## Begin
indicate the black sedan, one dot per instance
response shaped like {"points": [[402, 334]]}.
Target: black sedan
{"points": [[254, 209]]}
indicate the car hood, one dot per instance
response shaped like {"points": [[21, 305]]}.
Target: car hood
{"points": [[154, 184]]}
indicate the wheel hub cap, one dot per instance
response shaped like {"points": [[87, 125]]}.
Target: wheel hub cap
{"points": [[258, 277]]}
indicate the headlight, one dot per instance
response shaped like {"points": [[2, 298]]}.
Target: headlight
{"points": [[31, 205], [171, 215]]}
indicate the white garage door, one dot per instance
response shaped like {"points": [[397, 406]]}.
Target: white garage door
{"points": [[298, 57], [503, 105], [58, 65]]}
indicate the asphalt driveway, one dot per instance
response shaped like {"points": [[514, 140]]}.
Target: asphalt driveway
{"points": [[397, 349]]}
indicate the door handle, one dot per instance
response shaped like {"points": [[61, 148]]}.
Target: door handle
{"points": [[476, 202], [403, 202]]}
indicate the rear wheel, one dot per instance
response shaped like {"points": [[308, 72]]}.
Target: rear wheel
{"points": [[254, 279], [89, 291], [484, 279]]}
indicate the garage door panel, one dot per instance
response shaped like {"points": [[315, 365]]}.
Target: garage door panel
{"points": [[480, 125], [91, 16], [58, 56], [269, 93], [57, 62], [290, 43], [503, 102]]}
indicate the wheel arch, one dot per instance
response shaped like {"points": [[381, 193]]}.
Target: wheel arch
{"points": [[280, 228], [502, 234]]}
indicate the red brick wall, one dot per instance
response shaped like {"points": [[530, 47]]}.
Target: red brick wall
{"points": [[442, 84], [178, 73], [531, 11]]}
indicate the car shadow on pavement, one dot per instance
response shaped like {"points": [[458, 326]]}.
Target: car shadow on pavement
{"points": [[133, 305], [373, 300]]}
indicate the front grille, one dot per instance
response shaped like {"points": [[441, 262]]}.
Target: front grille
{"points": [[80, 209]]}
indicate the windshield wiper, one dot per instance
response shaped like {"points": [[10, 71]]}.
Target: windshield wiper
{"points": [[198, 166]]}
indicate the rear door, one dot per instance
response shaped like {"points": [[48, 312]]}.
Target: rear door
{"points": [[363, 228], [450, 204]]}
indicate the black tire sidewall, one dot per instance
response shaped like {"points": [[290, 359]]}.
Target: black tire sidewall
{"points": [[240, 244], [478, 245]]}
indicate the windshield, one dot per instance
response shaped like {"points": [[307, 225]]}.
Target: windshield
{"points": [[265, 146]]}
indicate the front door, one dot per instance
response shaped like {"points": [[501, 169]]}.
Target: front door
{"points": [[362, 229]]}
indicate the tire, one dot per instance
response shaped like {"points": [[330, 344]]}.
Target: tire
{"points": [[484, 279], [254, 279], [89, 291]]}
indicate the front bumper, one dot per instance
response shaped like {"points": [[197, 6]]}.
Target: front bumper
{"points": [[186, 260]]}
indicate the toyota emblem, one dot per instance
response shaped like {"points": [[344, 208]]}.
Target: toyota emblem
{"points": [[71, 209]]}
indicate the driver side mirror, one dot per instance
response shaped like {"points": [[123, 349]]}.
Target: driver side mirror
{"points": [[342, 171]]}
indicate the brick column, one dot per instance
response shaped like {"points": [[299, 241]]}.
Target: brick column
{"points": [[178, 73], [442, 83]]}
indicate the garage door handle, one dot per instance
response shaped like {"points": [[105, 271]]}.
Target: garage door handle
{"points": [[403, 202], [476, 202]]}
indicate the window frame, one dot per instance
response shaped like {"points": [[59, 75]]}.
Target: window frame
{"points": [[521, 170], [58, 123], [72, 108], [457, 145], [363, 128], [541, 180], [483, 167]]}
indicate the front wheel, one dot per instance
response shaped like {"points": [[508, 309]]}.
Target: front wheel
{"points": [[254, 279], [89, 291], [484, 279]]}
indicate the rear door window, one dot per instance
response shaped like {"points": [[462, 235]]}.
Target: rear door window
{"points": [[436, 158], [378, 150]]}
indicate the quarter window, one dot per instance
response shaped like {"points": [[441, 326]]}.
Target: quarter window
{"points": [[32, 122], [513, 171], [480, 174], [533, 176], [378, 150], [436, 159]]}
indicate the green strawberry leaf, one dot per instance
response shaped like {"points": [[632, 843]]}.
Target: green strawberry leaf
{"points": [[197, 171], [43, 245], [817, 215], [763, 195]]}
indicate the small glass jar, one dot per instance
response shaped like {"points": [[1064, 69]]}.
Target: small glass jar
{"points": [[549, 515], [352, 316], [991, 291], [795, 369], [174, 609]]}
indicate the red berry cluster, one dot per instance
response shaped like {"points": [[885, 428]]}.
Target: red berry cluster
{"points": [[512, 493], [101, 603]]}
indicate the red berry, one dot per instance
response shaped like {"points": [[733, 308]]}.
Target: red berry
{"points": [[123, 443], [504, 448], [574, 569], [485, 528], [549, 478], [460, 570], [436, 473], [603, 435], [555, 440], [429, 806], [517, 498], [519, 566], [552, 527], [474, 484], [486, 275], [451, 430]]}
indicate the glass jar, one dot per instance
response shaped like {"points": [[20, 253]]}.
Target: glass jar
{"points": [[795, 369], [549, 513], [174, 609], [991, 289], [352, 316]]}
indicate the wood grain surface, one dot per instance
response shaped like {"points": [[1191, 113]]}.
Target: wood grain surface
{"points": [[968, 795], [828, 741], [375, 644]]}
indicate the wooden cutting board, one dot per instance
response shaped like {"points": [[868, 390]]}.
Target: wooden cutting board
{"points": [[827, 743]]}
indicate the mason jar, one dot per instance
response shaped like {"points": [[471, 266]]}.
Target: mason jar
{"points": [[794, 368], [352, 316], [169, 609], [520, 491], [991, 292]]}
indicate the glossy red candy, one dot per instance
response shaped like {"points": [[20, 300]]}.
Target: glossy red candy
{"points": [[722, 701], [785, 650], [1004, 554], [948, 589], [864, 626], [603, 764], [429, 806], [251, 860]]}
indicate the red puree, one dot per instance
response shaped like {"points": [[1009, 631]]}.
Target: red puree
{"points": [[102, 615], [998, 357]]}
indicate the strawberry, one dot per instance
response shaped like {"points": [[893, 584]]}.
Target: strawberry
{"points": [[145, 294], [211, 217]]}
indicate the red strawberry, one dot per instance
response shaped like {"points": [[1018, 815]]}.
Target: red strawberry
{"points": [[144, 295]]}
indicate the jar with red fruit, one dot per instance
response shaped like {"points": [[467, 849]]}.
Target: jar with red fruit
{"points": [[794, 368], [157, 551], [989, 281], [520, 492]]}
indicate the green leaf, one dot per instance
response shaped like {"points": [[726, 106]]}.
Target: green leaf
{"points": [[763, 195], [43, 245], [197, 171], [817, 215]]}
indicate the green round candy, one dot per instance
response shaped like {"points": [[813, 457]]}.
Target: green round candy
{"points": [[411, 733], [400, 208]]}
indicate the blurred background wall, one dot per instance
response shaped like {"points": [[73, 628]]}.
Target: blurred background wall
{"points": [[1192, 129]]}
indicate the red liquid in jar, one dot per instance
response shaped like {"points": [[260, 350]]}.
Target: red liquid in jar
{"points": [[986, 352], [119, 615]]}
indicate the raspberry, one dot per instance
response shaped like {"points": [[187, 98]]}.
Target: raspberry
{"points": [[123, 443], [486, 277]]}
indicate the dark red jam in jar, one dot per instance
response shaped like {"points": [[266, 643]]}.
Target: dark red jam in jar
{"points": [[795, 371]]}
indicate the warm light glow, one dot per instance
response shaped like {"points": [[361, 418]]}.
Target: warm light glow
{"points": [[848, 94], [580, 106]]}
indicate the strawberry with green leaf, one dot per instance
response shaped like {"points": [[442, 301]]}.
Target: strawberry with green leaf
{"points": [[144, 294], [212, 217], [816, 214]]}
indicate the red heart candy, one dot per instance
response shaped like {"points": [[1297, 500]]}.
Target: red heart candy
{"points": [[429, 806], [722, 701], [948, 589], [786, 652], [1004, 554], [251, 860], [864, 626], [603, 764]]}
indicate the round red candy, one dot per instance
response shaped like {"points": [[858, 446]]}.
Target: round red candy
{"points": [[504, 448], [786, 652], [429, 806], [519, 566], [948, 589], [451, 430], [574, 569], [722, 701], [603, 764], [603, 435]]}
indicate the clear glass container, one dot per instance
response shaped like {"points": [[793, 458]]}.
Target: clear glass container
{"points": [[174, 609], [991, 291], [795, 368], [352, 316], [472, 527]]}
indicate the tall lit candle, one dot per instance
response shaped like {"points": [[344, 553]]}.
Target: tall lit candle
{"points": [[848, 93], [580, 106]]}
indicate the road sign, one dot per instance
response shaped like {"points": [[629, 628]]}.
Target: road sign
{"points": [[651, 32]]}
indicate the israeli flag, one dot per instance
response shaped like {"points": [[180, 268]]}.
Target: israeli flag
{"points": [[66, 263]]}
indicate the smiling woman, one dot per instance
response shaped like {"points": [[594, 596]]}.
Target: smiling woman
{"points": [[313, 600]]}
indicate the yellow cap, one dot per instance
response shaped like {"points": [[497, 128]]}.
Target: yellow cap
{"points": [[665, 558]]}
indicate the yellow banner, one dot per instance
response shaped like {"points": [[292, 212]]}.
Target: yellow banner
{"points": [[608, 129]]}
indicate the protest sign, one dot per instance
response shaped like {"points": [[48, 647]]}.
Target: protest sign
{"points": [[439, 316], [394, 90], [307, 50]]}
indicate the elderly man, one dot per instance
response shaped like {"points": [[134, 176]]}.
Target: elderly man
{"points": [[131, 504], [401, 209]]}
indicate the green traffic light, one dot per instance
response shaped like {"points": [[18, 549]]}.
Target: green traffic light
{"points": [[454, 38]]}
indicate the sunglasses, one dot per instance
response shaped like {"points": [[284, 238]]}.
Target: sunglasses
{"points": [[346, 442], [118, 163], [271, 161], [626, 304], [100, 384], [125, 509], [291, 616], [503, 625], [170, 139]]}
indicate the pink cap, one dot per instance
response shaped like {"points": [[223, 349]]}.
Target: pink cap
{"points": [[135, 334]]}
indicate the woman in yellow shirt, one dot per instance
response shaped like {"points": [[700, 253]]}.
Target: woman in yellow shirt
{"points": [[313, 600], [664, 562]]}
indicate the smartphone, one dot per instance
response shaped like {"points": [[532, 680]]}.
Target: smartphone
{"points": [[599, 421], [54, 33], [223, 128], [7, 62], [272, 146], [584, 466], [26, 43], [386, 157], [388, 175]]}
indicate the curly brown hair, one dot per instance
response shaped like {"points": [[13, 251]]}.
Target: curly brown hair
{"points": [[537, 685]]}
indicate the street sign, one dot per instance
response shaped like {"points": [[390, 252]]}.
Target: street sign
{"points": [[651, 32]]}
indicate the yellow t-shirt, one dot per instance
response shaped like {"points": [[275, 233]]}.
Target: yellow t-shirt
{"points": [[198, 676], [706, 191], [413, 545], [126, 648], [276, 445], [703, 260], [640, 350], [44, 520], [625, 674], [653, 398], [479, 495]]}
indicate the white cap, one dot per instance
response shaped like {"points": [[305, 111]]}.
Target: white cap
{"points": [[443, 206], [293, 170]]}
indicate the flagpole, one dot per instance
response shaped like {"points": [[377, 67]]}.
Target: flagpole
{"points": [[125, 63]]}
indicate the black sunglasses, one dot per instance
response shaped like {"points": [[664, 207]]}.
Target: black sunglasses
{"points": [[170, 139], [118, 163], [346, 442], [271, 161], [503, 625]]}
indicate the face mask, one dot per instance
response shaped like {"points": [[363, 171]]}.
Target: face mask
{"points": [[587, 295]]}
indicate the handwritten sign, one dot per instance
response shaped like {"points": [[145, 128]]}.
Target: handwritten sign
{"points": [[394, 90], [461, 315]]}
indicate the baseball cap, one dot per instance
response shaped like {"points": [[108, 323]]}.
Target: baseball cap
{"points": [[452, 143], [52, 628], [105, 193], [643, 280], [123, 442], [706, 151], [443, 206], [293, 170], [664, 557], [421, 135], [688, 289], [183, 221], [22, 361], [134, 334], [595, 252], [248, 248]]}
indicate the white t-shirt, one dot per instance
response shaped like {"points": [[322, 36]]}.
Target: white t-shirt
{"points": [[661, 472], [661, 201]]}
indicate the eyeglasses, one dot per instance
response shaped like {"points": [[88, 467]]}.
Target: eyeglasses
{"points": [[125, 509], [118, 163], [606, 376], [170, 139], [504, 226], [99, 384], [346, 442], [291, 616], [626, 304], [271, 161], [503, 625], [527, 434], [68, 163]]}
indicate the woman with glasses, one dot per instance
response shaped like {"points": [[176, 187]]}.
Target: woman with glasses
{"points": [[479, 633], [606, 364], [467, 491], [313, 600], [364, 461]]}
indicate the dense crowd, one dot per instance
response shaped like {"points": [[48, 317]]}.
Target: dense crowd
## End
Requirements
Repeat the material from the line that has "indicate the face mask, one dot per instance" through the end of the material, substituting "printed sign" for "handwritten sign" wherever it occurs and leaving everything else unchanged.

Result
indicate the face mask, one dot per instance
response shaped like {"points": [[363, 171]]}.
Target: face mask
{"points": [[587, 295]]}
indicate the printed sign, one dot per instance
response shaped like {"points": [[145, 128]]}.
Target: printed sign
{"points": [[394, 90], [461, 315]]}
indicate the baseball cap, one dot per instance
response shaped like {"points": [[108, 323]]}.
Target: baseball cap
{"points": [[452, 143], [52, 628], [105, 193], [643, 280], [123, 442], [706, 151], [443, 206], [293, 170], [664, 557], [421, 135], [688, 289], [183, 221], [22, 361], [134, 334], [595, 252], [248, 248]]}
indicate the white t-shirt, one dot per instance
response shaped like {"points": [[322, 36]]}.
Target: white t-shirt
{"points": [[661, 472], [661, 201]]}
indicate the eyeglasses, one dot per instance
response shaped like {"points": [[88, 467]]}.
Target: eyeglasses
{"points": [[125, 509], [118, 163], [606, 376], [170, 139], [504, 226], [99, 384], [346, 442], [291, 616], [626, 304], [271, 161], [503, 625], [527, 434], [68, 163]]}
indicate the woman with glasses, one dot per instance
response shaped like {"points": [[176, 187]]}.
Target: woman with glasses
{"points": [[479, 633], [606, 364], [467, 491], [313, 600], [364, 461]]}
indicate the dense crowd, one dot per instance
response shaped like {"points": [[48, 317]]}.
Target: dense crowd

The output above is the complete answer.